──────── PROVIDED TEXT
The first draft of my diary, "Obama's 'Mandate' To Slash Medicare, Medicaid & Social Security" was written through the prism of a column by E.J. Dionne this past Thursday, "Audacity Without Ideology". Regardless of whether or not my fears expressed in that earlier diary prove well-founded, I believe that Dionne's article can help us unpack some of the misgivings I have about Obama's approach that I think many others share as well, albeit to varying degress.
In his column Dionne cited "at least three keys to understanding Obama's approach to (and avoidance of) ideology." First, "his simple joy in testing himself against those who disagree with him. Someone who knows the president-elect well says that he likes talking with philosophical adversaries more than with allies." Second, "Right now, being empirical is in the progressive interest," since rightwing policies since Reagan "have been based more on faith in their worldview than on empirical tests." But third, Obama believes in a non-ideological approach. that a "pragmatic" "non-ideological" path--a "grand bargain" with conservatives involving "sacrifice" for all will result in political "sustainability"--a solution that Republicans won't want to undo, when they return to power someday.
────────────────
PROBLEM 1 — List every government program that the diary names.
PROBLEM 2 — Reproduce the passage of the diary that begins at the words "In his column" and stops after "to power someday.", substituting "the GOP" for "Republicans".
The listing after this point is separate material and is not part of the diary.
──────── INFORMATION SUPPLIED
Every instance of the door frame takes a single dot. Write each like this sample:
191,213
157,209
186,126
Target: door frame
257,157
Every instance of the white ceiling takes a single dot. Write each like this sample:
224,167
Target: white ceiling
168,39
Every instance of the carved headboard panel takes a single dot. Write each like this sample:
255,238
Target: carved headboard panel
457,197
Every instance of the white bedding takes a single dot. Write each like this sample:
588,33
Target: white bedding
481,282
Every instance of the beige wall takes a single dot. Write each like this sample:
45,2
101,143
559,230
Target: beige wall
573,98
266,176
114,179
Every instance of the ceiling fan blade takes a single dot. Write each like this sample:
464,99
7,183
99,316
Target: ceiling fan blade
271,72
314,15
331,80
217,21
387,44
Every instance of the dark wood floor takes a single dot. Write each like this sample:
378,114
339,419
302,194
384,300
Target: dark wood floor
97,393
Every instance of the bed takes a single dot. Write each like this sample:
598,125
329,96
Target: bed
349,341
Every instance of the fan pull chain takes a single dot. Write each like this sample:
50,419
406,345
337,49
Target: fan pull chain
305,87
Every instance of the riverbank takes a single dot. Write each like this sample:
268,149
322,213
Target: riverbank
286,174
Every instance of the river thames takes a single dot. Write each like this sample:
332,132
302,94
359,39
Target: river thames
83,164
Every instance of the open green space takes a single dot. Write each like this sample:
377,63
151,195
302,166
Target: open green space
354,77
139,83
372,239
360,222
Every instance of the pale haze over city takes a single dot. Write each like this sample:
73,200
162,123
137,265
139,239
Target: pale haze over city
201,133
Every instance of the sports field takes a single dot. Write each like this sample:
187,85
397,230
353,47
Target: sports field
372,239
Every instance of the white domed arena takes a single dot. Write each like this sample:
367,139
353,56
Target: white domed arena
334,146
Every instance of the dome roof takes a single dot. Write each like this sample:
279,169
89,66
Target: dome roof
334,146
────────────────
TASK RESULT 1 — Medicare, Medicaid, Social Security

TASK RESULT 2 —
In his column Dionne cited "at least three keys to understanding Obama's approach to (and avoidance of) ideology." First, "his simple joy in testing himself against those who disagree with him. Someone who knows the president-elect well says that he likes talking with philosophical adversaries more than with allies." Second, "Right now, being empirical is in the progressive interest," since rightwing policies since Reagan "have been based more on faith in their worldview than on empirical tests." But third, Obama believes in a non-ideological approach. that a "pragmatic" "non-ideological" path--a "grand bargain" with conservatives involving "sacrifice" for all will result in political "sustainability"--a solution that the GOP won't want to undo, when they return to power someday.